Photo of Stewart Hosie Stewart Hosie Shadow SNP Spokesperson (Cabinet Office), Shadow SNP Spokesperson (Constitution)

With this it will be convenient to discuss the following:

Amendment 8 in schedule 2, page 19, line 3, at end insert—

“whether against the tenant or a person who has guaranteed the obligations of the tenant”.

This amendment would clarify that the definition of “debt claims” includes claims against guarantors.

That schedule 2 be the Second schedule to the Bill.

Photo of Paul Scully Paul Scully Parliamentary Under-Secretary (Department for Business, Energy and Industrial Strategy), Minister of State (London)

The clause and schedule 2 cover a temporary moratorium on enforcement measures.

The difficulties of paying commercial rent during the pandemic are best addressed through negotiation. The Bill provides a system to resolve protected rent debt when negotiation has not worked. It has been designed to consider both parties’ circumstances in the exceptional context of the pandemic. If the landlords could pursue other enforcement methods in respect of the respected rent, parties would lose the opportunity to resolve the debt by mutual arbitration applied by the Bill’s arbitration system. That is why the clause introduces a temporary moratorium on enforcement measures detailed in schedule 2.

During the moratorium period, landlords may not make a debt claim, exercise the right to forfeiture or use the commercial rent arrears recovery—CRAR—power to seize goods in respect of unpaid protected rent debt. They may not recover protected rent debt from the tenancy deposit while the temporary moratorium is in place. If they have done so beforehand, the tenant cannot be required to top up the deposit in that period. If the tenant makes a rent payment without specifying the period it covers, the payment must be treated as relating to unprotected rents before protected rents.

Schedule 2 also enables the arbitrator to consider protected rents under a debt claim issued between the Bill’s introduction and its coming into force, or a judgment on such a claim. It also treats rent payments made after the end of the protected period, when closure or other relevant restrictions are lifted, as for unprotected rents before protected rents.

I emphasise that the Bill’s moratorium and other remedies are temporary. We want the market to return to normal swiftly. Under the clause, the temporary moratorium applies only until arbitration is concluded or, if neither party applies for arbitration, until the application period closes. The temporary moratorium also only prevents access to remedies in relation to protected rent debt. If the tenant in scope of the Bill has failed to pay rent attributable to a period before 21 March 2020 or after the protected period ended, the landlord can take action in respect of that debt. Clause 23 and schedule 2, which the clause introduces, are important to give viable businesses an opportunity to resolve protected rent debt by mutual agreement through the Bill’s scheme.

Photo of Ruth Cadbury Ruth Cadbury Shadow Minister (International Trade) 10:00, 14 December 2021

I will speak to clause 23 and schedule 2, as well as amendment 8, which I tabled with my hon. Friend the Member for Feltham and Heston.

[Saved entries]
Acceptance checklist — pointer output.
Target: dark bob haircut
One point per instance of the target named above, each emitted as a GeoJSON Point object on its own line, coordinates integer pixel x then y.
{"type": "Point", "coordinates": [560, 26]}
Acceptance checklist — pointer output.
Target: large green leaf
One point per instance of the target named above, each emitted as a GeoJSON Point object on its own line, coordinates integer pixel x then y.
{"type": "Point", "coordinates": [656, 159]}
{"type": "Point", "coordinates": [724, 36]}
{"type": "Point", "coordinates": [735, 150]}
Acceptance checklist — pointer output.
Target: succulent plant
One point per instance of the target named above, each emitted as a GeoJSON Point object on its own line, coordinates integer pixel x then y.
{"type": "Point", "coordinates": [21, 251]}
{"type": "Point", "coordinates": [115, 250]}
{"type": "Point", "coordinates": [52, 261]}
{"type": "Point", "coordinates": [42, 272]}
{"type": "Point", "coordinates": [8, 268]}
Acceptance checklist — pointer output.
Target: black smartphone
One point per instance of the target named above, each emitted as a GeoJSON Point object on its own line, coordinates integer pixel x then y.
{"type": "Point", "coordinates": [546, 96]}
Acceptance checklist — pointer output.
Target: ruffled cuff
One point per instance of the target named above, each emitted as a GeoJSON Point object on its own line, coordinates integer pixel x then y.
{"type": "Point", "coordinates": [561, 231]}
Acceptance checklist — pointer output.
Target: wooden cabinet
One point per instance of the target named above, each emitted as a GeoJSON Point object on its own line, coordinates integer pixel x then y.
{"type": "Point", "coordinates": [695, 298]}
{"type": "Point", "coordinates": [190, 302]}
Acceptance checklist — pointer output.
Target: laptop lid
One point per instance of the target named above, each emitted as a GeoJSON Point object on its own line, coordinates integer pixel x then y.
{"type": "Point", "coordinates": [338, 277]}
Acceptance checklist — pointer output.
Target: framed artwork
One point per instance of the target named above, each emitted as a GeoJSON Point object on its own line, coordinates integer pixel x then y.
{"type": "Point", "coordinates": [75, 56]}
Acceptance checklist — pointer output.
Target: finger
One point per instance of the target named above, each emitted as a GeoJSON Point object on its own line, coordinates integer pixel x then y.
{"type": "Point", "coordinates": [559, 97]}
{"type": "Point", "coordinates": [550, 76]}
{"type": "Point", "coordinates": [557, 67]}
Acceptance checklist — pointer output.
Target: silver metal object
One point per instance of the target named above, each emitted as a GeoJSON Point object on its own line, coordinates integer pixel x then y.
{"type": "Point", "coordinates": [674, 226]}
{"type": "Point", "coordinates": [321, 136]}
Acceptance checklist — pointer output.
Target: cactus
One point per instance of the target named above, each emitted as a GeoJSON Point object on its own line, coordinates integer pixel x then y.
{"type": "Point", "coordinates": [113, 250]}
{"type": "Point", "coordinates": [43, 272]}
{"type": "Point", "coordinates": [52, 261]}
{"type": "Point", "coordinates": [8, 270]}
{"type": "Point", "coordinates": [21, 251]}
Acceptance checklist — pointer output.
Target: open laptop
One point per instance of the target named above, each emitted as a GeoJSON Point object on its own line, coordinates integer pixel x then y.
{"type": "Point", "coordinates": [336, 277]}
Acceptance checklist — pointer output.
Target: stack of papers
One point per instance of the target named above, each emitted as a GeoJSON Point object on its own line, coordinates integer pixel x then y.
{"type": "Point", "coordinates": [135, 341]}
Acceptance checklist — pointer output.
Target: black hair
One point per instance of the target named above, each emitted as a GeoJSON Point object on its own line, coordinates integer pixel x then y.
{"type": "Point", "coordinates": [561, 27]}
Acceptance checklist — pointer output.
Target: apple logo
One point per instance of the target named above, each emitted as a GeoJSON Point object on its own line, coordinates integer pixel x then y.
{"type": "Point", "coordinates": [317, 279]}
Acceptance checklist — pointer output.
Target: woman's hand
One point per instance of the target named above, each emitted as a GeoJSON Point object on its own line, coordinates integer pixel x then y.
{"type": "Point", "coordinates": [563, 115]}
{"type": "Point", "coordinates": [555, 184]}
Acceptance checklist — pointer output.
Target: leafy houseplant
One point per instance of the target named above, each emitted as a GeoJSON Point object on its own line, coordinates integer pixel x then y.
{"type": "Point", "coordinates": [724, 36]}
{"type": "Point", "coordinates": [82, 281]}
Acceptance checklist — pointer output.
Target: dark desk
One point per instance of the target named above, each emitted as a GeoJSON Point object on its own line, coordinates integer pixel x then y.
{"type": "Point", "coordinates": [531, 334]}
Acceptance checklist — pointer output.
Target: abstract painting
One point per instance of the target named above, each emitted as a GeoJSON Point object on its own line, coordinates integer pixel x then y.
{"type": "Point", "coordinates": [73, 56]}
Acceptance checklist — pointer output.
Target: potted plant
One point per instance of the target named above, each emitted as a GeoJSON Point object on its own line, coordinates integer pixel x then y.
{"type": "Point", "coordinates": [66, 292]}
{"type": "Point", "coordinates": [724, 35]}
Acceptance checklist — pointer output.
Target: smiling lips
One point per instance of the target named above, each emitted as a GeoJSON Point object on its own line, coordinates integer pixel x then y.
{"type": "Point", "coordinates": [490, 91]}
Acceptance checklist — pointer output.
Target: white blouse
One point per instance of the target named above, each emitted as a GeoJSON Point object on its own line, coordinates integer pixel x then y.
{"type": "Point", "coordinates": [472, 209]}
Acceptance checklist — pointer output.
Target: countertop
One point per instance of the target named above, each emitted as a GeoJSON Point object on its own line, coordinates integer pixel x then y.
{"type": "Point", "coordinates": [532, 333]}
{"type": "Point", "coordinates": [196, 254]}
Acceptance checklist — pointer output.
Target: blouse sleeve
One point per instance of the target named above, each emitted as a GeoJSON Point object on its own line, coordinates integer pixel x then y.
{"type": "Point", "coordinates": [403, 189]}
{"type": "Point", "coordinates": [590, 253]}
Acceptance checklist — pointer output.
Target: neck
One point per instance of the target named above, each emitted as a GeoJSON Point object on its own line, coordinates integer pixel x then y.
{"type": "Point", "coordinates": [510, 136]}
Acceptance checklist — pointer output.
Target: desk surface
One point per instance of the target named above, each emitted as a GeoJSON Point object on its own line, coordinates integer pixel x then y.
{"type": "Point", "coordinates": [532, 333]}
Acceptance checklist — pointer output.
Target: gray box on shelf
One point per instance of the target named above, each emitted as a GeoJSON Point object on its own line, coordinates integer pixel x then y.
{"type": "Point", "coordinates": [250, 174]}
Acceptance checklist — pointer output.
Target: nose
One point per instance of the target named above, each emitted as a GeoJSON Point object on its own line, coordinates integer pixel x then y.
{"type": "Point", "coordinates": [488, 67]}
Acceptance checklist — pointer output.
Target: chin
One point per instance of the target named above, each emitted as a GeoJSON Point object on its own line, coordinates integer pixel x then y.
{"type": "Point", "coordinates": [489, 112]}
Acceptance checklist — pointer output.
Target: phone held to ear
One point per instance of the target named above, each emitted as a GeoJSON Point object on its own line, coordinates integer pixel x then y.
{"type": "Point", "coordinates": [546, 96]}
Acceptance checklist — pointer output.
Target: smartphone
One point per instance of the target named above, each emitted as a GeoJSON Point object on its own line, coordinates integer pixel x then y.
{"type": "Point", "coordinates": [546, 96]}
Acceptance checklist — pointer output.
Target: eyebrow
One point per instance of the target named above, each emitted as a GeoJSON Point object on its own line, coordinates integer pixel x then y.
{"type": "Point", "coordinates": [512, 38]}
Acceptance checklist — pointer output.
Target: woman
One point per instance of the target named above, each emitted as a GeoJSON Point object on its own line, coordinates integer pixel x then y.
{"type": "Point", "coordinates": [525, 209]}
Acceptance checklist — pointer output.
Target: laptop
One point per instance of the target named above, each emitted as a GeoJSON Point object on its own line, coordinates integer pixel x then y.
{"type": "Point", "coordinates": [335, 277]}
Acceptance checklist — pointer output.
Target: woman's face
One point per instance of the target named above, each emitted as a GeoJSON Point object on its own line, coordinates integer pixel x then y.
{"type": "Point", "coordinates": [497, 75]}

# Exercise tasks
a – Do these statements agree with the debate on the rent moratorium? (i) During the moratorium, landlords may recover protected rent debt from the tenancy deposit. (ii) Amendment 8 would make the definition of "debt claims" cover claims against guarantors. (iii) A landlord can act on unpaid rent attributable to a period before 21 March 2020. Answer yes or no for each, and quote the deciding words.
b – Write the next part of the debate on the rent moratorium, beginning after its last sentence.
The data have no connection to the debate on the rent moratorium.

# Answers by item
a –
(i) No: "They may not recover protected rent debt from the tenancy deposit while the temporary moratorium is in place."
(ii) Yes: "This amendment would clarify that the definition of “debt claims” includes claims against guarantors."
(iii) Yes: "If the tenant in scope of the Bill has failed to pay rent attributable to a period before 21 March 2020 or after the protected period ended, the landlord can take action in respect of that debt."

b –
The clause prevents rent debts from being collected during the moratorium period, which begins on the day the Act is passed. As we have said previously, we welcome efforts to put a moratorium on the enforcement of protected rent debts, and the clause outlines a number of protections to stop landlords collecting rent arrears debts, including by preventing the making of a debt claim using commercial rent arrears recovery powers or using a tenant’s deposit. The measures have been broadly welcomed by businesses and we support them.

The provisions on the moratorium period cover the period

“beginning with the day on which this Act is passed”.

Last week, Kate Nicholls of UK Hospitality told the Committee that as soon as the Bill is enacted, communications should go out to ensure that commercial tenants are aware of the arbitration process. That point holds for small businesses and independent businesses. I very much hope that the Government will take steps to ensure that the Bill and the protections in it come into force as soon as possible and, equally, that tenants as well as landlords are aware of the protections.

Schedule 2 sets out in more detail the process by which landlords are prevented from making a debt claim and ensures that landlords are unable to take civil proceedings during the moratorium period. We support those provisions, although we know from the feedback we heard during the witness sessions last week the importance of ensuring that tenants are aware of the moratorium period and of the ability to enter into arbitration. Businesses absolutely need to be made aware of the measures.

The schedule outlines in further detail the various definitions used in the Bill, reaffirms that landlords are not able to make a debt claim against protected debts during the protected period, and outlines how parties can apply for debt claims to be stayed while arbitration goes on.

I want to outline the important issues that we raised about the arbitration process. The process should be fair and transparent, and it needs to have the widespread confidence and support of tenants and landlords. As the witnesses in last week’s evidence sessions said, it is crucial that smaller tenants and landlords should not be made to suffer as the result of an expensive or long-running arbitration process in which they are at risk of being muscled out by the greater power of larger organisations. We welcome the arbitration process and the relief that it will bring, but the process itself needs to be fair, and it needs to ensure a balanced playing field.

Schedule 2 also outlines the fact that a landlord may not use the commercial rent arrears recovery power for protected debt, which we welcome. It also seeks to ensure that a landlord is prevented from enforcing a right to forfeit the tenancy in relation to the non-payment of rent. Subsection 9 prevents a landlord from using a tenant’s deposit. We welcome that provision as part of the wider package of protecting tenants and ensuring that landlords cannot seek to get around the spirit of the arbitration process and the protections around arrears.

Amendment 8 seeks to clarify that the definition of debt claims includes claims against guarantors. It aims to provide extra clarity about whether the protections given against county court action are also provided to the guarantors of tenancies. We have received written testimony from experts in the arbitration field and from the head lessee of the Subway chain, who express concern that guarantors and former tenants were not included in the implications of the legislation. I am sure that the Government want to see, just as we do, that the protection against rent arrears action is spread across all the businesses impacted by covid, as well as those that have given the additional support that new and small businesses so often need, such as their guarantors. Of course, many small businesses are franchisees of chains such as Subway, and its head lessee’s evidence must count for a lot of organisations where there is a head lessee and a franchise system.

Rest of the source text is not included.